What you need to do:
Give only the number of lines in the items below that contain the string "wing".

[Pointing entries for labeled objects]
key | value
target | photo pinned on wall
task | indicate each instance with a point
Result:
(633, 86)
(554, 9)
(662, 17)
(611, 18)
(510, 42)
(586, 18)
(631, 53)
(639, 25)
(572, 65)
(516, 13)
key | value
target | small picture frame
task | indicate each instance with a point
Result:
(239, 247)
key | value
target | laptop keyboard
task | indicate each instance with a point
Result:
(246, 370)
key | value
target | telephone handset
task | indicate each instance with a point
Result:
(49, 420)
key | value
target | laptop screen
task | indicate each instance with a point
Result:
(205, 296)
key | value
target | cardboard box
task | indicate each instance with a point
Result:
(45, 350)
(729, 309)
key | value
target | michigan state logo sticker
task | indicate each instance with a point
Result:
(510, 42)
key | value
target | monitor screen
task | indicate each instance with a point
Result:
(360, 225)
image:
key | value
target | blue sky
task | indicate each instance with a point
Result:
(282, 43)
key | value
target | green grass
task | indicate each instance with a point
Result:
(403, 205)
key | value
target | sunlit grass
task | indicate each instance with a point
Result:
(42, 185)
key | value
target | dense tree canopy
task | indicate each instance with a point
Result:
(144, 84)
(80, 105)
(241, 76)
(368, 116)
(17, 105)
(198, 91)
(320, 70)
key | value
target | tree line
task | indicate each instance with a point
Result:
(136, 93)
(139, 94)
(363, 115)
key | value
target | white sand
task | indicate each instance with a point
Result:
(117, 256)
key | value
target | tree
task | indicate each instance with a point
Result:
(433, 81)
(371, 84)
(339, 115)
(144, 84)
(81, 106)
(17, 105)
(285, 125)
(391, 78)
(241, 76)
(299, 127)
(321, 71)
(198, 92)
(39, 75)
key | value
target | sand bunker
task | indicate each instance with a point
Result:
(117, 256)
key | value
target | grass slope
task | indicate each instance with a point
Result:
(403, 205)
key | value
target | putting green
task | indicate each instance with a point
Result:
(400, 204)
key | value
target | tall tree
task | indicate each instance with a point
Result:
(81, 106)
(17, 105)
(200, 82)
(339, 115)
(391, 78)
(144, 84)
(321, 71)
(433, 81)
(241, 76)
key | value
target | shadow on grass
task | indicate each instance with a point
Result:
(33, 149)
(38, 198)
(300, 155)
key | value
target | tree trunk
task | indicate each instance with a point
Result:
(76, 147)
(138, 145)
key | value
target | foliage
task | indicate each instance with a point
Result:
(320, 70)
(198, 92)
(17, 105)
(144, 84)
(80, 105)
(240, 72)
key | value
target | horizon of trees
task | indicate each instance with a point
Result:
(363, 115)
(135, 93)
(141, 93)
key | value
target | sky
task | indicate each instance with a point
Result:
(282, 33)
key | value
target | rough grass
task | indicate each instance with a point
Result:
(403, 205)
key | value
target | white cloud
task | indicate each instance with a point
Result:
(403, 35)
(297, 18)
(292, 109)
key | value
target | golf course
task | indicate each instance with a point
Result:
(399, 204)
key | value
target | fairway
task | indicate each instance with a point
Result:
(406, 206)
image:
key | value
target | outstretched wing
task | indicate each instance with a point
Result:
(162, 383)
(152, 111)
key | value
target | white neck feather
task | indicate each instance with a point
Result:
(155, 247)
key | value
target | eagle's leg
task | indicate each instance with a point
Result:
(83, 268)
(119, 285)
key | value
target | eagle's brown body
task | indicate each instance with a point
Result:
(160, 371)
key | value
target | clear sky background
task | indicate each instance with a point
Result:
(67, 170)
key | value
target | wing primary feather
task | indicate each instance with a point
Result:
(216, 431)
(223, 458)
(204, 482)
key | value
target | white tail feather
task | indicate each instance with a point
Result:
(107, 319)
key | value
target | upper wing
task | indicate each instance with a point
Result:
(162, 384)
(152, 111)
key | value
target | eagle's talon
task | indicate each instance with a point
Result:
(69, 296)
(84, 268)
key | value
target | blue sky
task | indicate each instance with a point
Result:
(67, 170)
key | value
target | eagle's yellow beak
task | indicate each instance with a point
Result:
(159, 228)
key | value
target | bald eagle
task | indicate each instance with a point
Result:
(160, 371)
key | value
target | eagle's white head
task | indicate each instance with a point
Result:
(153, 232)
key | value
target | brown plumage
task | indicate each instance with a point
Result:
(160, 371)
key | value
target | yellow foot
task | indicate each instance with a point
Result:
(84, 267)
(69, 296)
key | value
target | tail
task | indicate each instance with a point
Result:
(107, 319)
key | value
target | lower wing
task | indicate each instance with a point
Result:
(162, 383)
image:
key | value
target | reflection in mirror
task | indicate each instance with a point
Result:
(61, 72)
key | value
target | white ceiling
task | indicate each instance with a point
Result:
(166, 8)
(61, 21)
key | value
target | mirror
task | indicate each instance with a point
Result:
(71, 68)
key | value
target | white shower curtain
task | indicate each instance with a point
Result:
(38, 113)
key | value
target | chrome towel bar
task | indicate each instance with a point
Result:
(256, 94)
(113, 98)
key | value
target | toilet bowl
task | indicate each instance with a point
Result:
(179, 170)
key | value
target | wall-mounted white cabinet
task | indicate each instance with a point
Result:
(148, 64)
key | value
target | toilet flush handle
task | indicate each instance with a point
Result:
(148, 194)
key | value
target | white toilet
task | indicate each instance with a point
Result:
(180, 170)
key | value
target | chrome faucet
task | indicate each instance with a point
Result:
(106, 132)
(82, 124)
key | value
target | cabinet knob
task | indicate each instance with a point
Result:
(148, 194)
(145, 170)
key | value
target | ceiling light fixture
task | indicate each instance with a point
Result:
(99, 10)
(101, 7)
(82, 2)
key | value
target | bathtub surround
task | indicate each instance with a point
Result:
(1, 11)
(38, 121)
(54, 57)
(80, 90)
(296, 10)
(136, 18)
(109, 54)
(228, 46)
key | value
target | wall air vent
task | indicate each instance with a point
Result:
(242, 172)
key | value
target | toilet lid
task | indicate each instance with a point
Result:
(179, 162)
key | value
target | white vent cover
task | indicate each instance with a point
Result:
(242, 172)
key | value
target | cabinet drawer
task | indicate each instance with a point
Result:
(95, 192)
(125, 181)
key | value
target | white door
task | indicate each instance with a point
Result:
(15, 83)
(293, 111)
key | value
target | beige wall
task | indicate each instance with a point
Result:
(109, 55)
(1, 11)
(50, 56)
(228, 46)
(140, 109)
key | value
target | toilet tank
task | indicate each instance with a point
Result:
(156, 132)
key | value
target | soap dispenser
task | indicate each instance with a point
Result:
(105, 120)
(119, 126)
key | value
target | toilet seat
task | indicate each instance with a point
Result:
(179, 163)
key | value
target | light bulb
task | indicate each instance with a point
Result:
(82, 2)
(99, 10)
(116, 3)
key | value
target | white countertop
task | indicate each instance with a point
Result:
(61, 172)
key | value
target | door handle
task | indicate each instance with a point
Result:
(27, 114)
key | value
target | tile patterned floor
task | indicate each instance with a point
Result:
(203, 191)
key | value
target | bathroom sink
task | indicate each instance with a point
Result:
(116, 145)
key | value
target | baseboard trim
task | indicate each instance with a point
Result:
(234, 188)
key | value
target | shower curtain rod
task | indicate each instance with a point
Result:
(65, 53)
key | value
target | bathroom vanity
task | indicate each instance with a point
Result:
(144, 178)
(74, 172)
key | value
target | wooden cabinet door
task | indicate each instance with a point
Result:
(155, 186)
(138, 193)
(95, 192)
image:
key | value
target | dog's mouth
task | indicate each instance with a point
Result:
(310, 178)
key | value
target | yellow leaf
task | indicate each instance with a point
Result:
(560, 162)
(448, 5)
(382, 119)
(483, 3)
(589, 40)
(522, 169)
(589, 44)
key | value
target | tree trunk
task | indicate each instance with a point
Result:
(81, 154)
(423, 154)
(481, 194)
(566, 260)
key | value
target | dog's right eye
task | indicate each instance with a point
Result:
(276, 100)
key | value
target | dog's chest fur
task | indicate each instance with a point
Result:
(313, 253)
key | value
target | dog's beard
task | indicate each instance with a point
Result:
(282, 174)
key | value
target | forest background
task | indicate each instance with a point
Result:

Result of the task:
4